**文書抜粋:**
『韓国式ストーリーのつくりかた』
パク・ソンス 著/松原佳澄 訳
2025年 日経BP
韓国で脚本家、ドラマプロデューサー、講師でもある著者が、韓国でのドラマ脚本のつくりかたを解説した本。
ドラマベースなので、シリーズもの、Netflix、といった言葉がなん度も飛び出します。
「2時間もののハリウッド映画をベースにした理論はもう使えない」という言葉に惹かれて読みました。
いくつかピックアップしてみます。
・作家になるために、自分だけの成長プログラムを持っておく。
・持続可能な作家になろうとするのなら、描きたいストーリーがいくつもなければならない。
タネは3つ4つで十分。10個以上になると、気乗りしないものから順に間引こう。
・物語の始まりはコンセプトを決めること。
コンセプトが決まったら、多様なジャンルに当てはめてみて、どのジャンルにいちばん合うかを模索してみる。
医療ものや捜査・犯罪・法廷ものは、最低でも一度は挑戦してみてほしい。
(定番の登場人物だから)
・コンセプトで一番重要なのは、主人公が何者か。
・主人公の性格は6つ作る。

**抜粋データ:**
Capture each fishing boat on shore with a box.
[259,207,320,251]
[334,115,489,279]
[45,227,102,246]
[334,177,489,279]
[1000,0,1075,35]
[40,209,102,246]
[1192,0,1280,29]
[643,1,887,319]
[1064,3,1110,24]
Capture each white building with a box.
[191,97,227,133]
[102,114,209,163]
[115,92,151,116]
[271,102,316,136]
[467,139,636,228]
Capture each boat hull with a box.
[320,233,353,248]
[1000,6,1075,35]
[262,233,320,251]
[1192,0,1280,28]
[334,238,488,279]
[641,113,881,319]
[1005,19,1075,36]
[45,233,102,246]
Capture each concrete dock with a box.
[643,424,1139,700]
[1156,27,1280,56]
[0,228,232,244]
--
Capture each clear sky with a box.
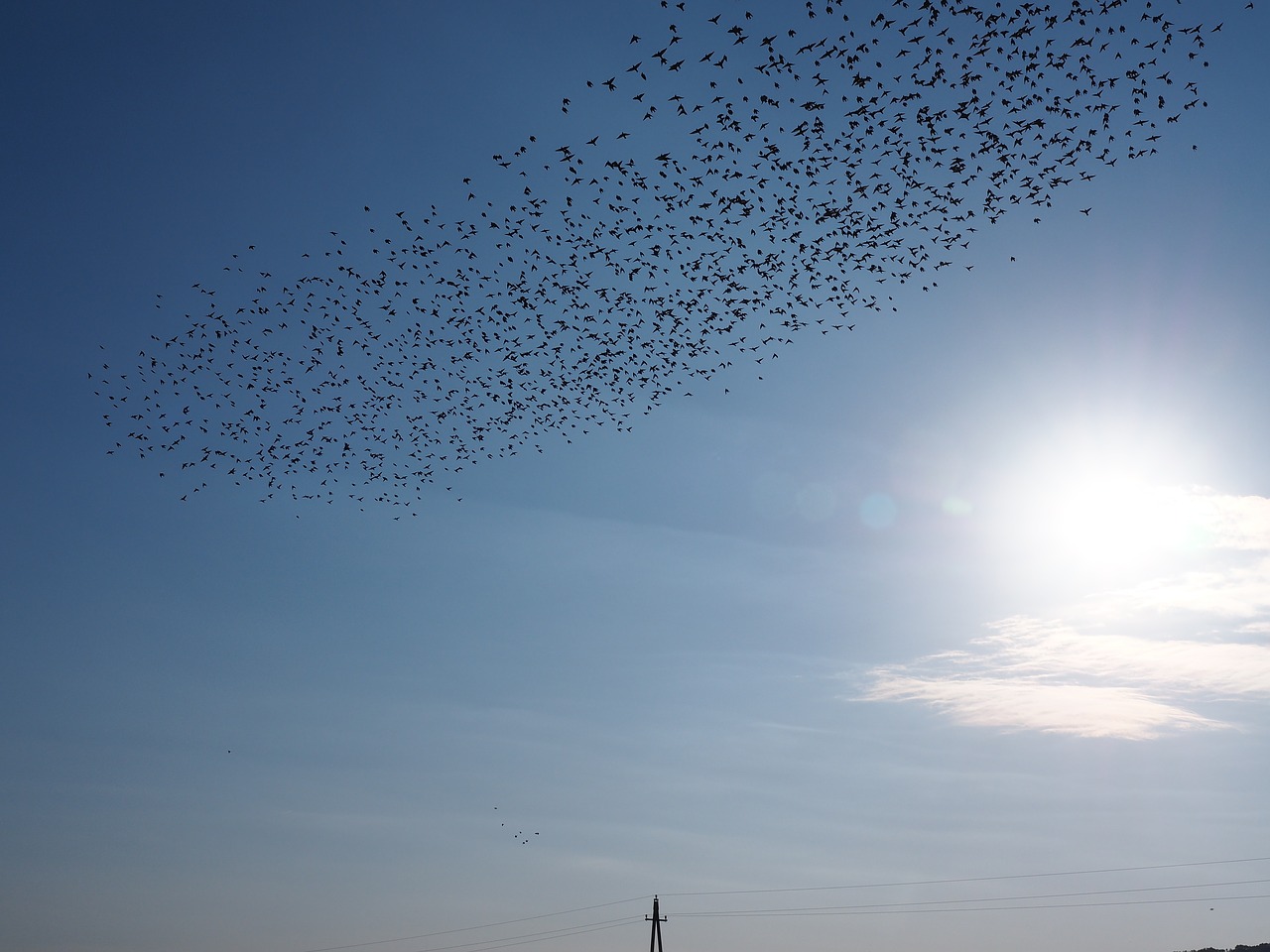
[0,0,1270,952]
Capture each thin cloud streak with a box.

**設問:**
1. 本の紹介文を「ドラマベースなので、シリーズ」という語句を含む箇所から書き写し、「がいくつもなければならない。」のところで書き終えなさい。
2. 本の紹介文の続きを、最後の文の後から書き継ぎなさい。
記録の内容は、本の紹介文とは関係がない。

**解答:**
1.
ドラマベースなので、シリーズもの、Netflix、といった言葉がなん度も飛び出します。
「2時間もののハリウッド映画をベースにした理論はもう使えない」という言葉に惹かれて読みました。
いくつかピックアップしてみます。
・作家になるために、自分だけの成長プログラムを持っておく。
・持続可能な作家になろうとするのなら、描きたいストーリーがいくつもなければならない。

2.
・主人公と敵対する悪役も、立体的な性格があると、ストーリーへの没入感はより一層強力になる。
・葛藤を経験した主人公だからといって、暗く描いてはいけない。
・主人公の魅力や努力を30%増しに、弱点も30%盛る。
・視聴者は、ドラマの中の事件よりも、主人公の感情表現に反応する。
・第二幕で視聴者の注意を引くためにビジュアルで刺激をするのがいい。
(第一幕と第三幕は人物の感情を追うのに忙しい)
・ハッピーエンドなら不幸なシーンから、悲しい終わりなら思い切り幸せなシーンから始める。
・創作の基本原則「Show, Don’t Tell」(語らずに示せ)
・(新人作家には)できるかぎりナレーションを排除した台本を書くように薦めている。
・初稿はすべてゴミ。修正に時間をかける。
・エンディングシーンから修正していく。
・すべてのセリフは声に出して読もう。
・専門家でない人にレビューしてもらうのは、幼いライオンがシマウマに狩りの方法を聞くのと同じ。
400ページ近い厚さがありますが、読むというより、何度も「見返して使う」本だと思います。
脚本家になるには?普段どう学んでいけばいいのか?といった指南まで書かれています。
「主人公の性格の10の特徴」
「主人公の6つの葛藤カテゴリー」
「オープニングの作成方法20個」
「ストーリーのコンセプトを把握できる1枚のシート」
「初稿を完成させるための13のガイド」
「上手に修正するための23の方法」
といった、魅力的なタイトルも並びます。
三幕構成を否定?しながらも、しっかりそれに沿っているツッコミはありますが、
シナリオの書き方の本に縁がない人は、まずはこの本から始めてみるといいのではないでしょうか。